### Goal of the exercise
Reproduce the whole listing word for word. Leave every image out.

### Listed entries
>>>>
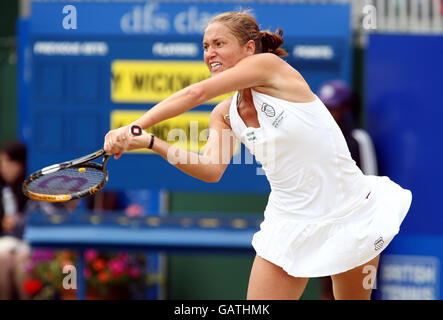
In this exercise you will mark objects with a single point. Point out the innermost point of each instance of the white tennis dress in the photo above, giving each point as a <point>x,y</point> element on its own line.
<point>323,216</point>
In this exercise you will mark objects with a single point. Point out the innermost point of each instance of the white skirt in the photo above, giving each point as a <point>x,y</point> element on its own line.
<point>317,249</point>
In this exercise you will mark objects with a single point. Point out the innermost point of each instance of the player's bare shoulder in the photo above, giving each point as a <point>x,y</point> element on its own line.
<point>220,113</point>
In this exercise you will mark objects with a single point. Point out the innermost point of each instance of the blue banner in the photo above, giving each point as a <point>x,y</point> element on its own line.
<point>159,18</point>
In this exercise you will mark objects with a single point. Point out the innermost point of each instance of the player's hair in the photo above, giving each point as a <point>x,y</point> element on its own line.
<point>244,27</point>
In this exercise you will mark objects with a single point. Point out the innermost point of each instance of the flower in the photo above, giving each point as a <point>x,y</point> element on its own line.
<point>103,272</point>
<point>32,286</point>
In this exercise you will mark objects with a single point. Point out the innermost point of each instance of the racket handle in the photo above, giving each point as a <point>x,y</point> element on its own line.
<point>136,130</point>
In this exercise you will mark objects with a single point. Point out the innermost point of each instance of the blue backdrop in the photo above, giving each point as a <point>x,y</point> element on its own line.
<point>404,111</point>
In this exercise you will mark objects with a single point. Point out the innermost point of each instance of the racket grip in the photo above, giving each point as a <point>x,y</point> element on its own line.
<point>136,130</point>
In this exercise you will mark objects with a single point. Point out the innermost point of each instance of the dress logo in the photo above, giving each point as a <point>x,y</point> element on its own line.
<point>379,243</point>
<point>268,109</point>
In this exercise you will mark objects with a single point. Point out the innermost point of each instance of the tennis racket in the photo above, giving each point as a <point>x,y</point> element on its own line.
<point>71,180</point>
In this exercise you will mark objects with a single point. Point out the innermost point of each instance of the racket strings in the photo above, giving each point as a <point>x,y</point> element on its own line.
<point>67,181</point>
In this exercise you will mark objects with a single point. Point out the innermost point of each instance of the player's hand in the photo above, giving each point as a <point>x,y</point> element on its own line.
<point>121,140</point>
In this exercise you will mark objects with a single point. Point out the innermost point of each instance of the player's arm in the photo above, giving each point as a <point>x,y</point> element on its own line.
<point>217,154</point>
<point>252,71</point>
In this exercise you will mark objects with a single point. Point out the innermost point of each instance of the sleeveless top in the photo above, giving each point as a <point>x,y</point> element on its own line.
<point>305,157</point>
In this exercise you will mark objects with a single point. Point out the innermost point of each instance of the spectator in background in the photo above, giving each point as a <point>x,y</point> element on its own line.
<point>341,101</point>
<point>13,250</point>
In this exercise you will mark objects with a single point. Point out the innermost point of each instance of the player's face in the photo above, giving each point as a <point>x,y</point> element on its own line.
<point>222,49</point>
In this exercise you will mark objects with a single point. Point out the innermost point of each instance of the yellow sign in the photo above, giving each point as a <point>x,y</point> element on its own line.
<point>136,81</point>
<point>188,131</point>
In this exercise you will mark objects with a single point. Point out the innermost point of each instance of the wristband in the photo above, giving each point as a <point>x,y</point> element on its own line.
<point>152,142</point>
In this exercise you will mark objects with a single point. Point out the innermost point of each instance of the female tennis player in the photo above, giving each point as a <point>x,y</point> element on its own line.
<point>323,217</point>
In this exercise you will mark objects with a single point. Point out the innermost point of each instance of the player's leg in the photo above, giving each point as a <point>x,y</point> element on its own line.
<point>270,282</point>
<point>357,283</point>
<<<<
### Answer for this exercise
In this exercise you will mark objects with a single point. Point out the innermost point of each instance of the white tennis dress in the photo above, giving each point as a <point>x,y</point> element on its own line.
<point>323,216</point>
In this exercise you will mark objects with a single point. Point out the innermost point of each instance of the white skirt in the photo above, giving each point as a <point>x,y</point> element on its own line.
<point>317,249</point>
In this exercise you will mark objects with a single point. Point out the innermost point of each instance of the player's bare shoulder in the photo above, giving each point as a <point>x,y</point> element on its own line.
<point>220,113</point>
In this exercise you will mark objects with a single point. Point out the innermost point of each instance of the blue banner in the photo above, giving each point as a <point>x,y</point> element on its own line.
<point>159,18</point>
In this exercise you will mark objects with a single point. Point out the innermost point of each instance of the player's hair in the photo above, giving each point as a <point>x,y</point> element on its own line.
<point>244,27</point>
In this exercise you will mark objects with a single point. Point out the innermost point of each instance of the flower in the photo above, giving each point as a <point>x,y</point> element on its own line.
<point>103,272</point>
<point>32,286</point>
In this exercise you will mark objects with a single point. Point out the innermost point of each instance of the racket handle in the photo above, giving each point as a <point>x,y</point> element on its own line.
<point>136,130</point>
In this exercise you will mark objects with a single point. Point out the innermost point of each instance of the blue backdrop in the photo above, giving each point as a <point>x,y</point> element on its own line.
<point>404,111</point>
In this exercise you will mark objects with a single point. Point out the innermost point of each instance of the racket grip in the photo above, giving each point as a <point>x,y</point> element on its own line.
<point>136,130</point>
In this exercise you will mark objects with a single point. Point out the innermost point of each instance of the dress logo in the photo above, giving each point as a <point>x,y</point> element on its own line.
<point>379,243</point>
<point>268,109</point>
In this exercise you will mark objects with a single point. Point out the innermost point of each instance of the tennis racket in the photo above, giving each point as a <point>x,y</point> element on its own line.
<point>71,180</point>
In this exercise you will mark objects with a single point. Point out the innermost point of each instance of the racket strings in the photo above, giving each point as a <point>x,y</point> element on its own line.
<point>67,181</point>
In this exercise you will mark objects with a single point. Point out the innermost point of each instance of the player's hand in the photo above, giving each point as a <point>x,y</point> element on its own line.
<point>121,140</point>
In this exercise you will mark objects with a single point. Point out the innermost point of each instance of the player's arm in the photo above, giving each point as a <point>x,y</point> element on its own line.
<point>217,154</point>
<point>252,71</point>
In this exercise you will mark objects with a single point. Point out the innermost point of each instance of the sleeveless top in the photo above, giving each point as a <point>x,y</point> element on its own line.
<point>305,157</point>
In this exercise you will mark objects with a single point. Point out the innermost point of each instance of the spectator in background in the photo above, giving each point as a <point>x,y</point> element on its own line.
<point>341,101</point>
<point>13,250</point>
In this exercise you will mark objects with a single point. Point out the innermost point of each instance of the player's face in the photo above, giving each point as a <point>x,y</point> element on its own line.
<point>222,49</point>
In this exercise you will mark objects with a single point. Point out the innermost point of each instance of the yellow sign in the photo above, giving each point as a <point>x,y</point> element on its own line.
<point>136,81</point>
<point>188,131</point>
In this exercise you will mark objects with a single point. Point out the innermost point of each instance of the wristband in the photo above, giving each point as a <point>x,y</point> element on its own line.
<point>152,142</point>
In this exercise you will mark objects with a single point. Point out the innermost point of each instance of the female tennis player in the photo above, giving each point as a <point>x,y</point> element on its own line.
<point>323,217</point>
In this exercise you will mark objects with a single point. Point out the innermost point of each instance of the player's leg in the photo above, giving each point as a <point>x,y</point> element on its own line.
<point>270,282</point>
<point>357,283</point>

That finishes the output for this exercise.